As an active messenger, I’ve then shared as much of these thoughts, findings and feelings as widely as possible, predominantly via Twitter but also in real life within my community.

So what do we do? And what’s the point?

Firstly, we must collectively pay attention, acknowledge and lean into our predicament.

As Indi Samarajiva wrote last year:

“To accept defeat against nature (whatever that means) is not an end to discussion. It’s a start.”

The fastest thing we need to do is slow down and, whenever possible, stop.

That can mean…

  • walk more
  • drive less
  • drive slower
  • consume less meat and dairy
  • buy less
  • travel less
  • work less

…anything that helps to stifle the omnicidal machine to which we’ve become accustomed.

These are things that many of us have agency over right now. Today.

There’s a more comprehensive list in this tweet if you’d care to take a look.

Will we decide to slow down? No. We’re too addicted to our high octane lives, absurdly obsessed with material wealth even though the warning lights are flashing faster and brighter on the dashboard than ever before.

In all honesty, I’ve come to realise that I don’t need to concern myself with these things because — if you really are paying attention — you’ll notice that nature is already slowing us down.

How many video clips have you seen of flooded airports, for example, or cars being washed away as streets become raging torrents?

Records from a collection:
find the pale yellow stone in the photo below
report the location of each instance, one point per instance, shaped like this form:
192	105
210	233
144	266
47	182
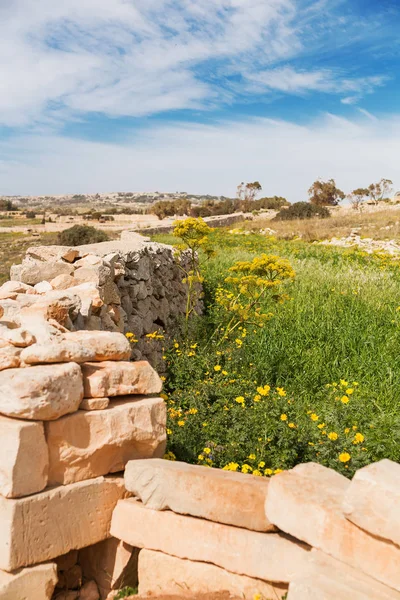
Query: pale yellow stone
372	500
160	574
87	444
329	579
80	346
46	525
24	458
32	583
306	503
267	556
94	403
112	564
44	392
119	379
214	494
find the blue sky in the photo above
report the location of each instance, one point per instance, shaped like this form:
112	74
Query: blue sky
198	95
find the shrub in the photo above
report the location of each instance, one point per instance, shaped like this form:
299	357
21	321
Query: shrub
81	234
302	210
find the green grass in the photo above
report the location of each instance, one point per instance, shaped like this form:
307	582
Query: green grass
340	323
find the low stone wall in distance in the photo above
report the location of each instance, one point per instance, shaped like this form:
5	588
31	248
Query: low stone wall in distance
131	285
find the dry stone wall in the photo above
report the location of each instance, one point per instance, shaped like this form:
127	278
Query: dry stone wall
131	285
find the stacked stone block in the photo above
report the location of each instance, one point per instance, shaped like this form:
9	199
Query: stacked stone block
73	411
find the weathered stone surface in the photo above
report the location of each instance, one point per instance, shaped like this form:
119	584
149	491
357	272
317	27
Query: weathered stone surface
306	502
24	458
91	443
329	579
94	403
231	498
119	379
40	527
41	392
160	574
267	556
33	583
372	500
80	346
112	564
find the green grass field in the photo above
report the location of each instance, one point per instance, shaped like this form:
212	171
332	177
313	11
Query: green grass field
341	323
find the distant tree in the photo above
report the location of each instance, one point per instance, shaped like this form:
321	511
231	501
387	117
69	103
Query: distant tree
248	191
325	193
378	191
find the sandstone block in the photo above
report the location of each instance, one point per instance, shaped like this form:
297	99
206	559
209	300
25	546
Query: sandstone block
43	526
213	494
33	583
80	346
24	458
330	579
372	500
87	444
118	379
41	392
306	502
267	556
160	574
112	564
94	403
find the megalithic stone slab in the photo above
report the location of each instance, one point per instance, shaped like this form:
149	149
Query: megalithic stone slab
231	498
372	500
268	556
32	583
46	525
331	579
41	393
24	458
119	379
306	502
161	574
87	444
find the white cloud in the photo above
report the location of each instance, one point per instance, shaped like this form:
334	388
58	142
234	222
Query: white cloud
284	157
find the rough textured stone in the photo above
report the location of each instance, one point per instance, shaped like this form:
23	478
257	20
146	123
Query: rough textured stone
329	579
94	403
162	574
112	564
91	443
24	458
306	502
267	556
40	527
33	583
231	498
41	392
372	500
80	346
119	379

Tasks to complete:
A) Return the passage on slowing down from "Will we decide" to "slowing us down.".
B) In the passage on slowing down, who is quoted as writing that accepting defeat against nature is a start?
C) Translate this sentence from the passage on slowing down into Spanish: "The fastest thing we need to do is slow down and, whenever possible, stop."
This data comes from a different source than the passage on slowing down.

Response list:
A)
Will we decide to slow down? No. We’re too addicted to our high octane lives, absurdly obsessed with material wealth even though the warning lights are flashing faster and brighter on the dashboard than ever before.

In all honesty, I’ve come to realise that I don’t need to concern myself with these things because — if you really are paying attention — you’ll notice that nature is already slowing us down.

B) Indi Samarajiva

C) Lo más rápido que necesitamos hacer es desacelerar y, siempre que sea posible, detenernos.